Nació en Limoges el 3 de enero de 1747 en el seno de una religiosa familia, tres de cuyos hijos llegarían a ser sacerdotes. Eligió el sacerdocio y se doctoró en la Sorbona, obteniendo en 1767 una canonjía en la catedral de Limoges. En 1780 se le dio el cargo de sochantre y poco después el de chantre [dignidades eclesiásticas caídas luego en desuso]. En 1785 el obispo de la diócesis, mons. D'Argentré, lo nombró su vicario general. Era también oficial de la diócesis y arcediano de Limoges. Vivió habitualmente en la casa cural de San Mauricio con sus dos hermanos sacerdotes, Juan José y Juan Bautista.
Llegada la Revolución, se negó a jurar la constitución civil del clero y fue expulsado de sus cargos. Se refugió en Riom, diócesis de Clermont. Cuando salió la ley de deportación de los no juramentados, creyó que se libraría a causa de su mal estado de salud, y por ello se presentó a las autoridades del departamento de Puy-de-Dóme. Conducido a Limoges el 8 de marzo de 1794, primero intentaron condenarlo a muerte como emigrado vuelto, pero, finalmente, la pena fue de deportación, decretada contra él tras deliberación, el 13 de marzo. El día 29 salía hacia Rochefort en el segundo envío, estando
ya el día 13 de abril a bordo del Borée cuando se le hizo el habitual registro. De ahí pasó a Les Deux Associés, cuyas condiciones su débil salud no pudo resistir. Falleció el 26 de junio de 1794 y fue enterrado en la isla de Aix. Sintiéndose morir llamó a sus compañeros en torno a sí, les recordó algunos pasajes de la Escritura apropiados para su situación y les dijo que la muerte en aquellas circunstancias era una ganancia, puesto que era tan dura la vida que les hacían llevar. Moría en la esperanza de que los sufrimientos terrenos se convertirían en gloria eterna junto a Dios y que Cristo los resucitaría finalmente para convertir nuestro cuerpo débil en un cuerpo glorioso como el suyo. Fue beatificado el 1 de octubre de 1995.

Consigna
Resume en dos oraciones el texto sobre el sacerdote nacido en Limoges. El material que sigue no guarda relación con el texto.

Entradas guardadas
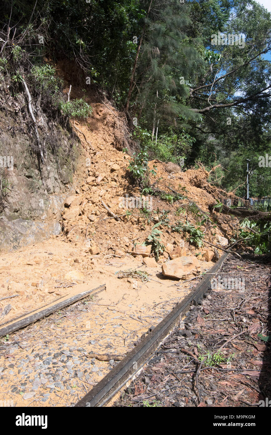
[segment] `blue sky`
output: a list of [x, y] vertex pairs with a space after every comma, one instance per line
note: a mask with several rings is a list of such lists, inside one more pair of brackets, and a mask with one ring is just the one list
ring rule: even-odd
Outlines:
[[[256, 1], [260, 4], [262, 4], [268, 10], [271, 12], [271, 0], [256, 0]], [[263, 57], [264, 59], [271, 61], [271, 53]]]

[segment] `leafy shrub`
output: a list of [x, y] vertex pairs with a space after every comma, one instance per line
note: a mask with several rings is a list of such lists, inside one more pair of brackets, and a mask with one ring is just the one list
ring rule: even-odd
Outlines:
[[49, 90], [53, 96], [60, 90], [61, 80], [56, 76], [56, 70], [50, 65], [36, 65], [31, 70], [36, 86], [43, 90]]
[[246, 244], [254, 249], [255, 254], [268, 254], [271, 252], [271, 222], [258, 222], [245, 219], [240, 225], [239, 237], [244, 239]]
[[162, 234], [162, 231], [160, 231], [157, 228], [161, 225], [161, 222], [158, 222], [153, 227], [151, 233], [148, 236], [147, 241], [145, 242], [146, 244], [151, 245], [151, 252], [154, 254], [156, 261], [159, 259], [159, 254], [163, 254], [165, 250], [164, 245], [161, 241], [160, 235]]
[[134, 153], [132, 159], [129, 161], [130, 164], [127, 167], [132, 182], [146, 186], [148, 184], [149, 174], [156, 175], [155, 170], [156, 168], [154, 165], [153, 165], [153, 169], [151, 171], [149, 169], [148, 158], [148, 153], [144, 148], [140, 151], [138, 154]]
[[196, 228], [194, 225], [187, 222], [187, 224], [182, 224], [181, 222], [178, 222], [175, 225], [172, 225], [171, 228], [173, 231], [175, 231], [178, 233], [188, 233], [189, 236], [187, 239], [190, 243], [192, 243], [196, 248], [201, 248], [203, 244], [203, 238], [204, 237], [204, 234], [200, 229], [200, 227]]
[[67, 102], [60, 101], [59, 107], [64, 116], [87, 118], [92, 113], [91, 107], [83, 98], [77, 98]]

Respuesta
Nacido en Limoges en 1747, se doctoró en la Sorbona y ocupó varios cargos en la diócesis, entre ellos el de vicario general desde 1785. Por negarse a jurar la constitución civil del clero fue condenado a deportación en 1794, murió el 26 de junio de ese año tras pasar a Les Deux Associés, cuyas condiciones no resistió, y fue beatificado en 1995.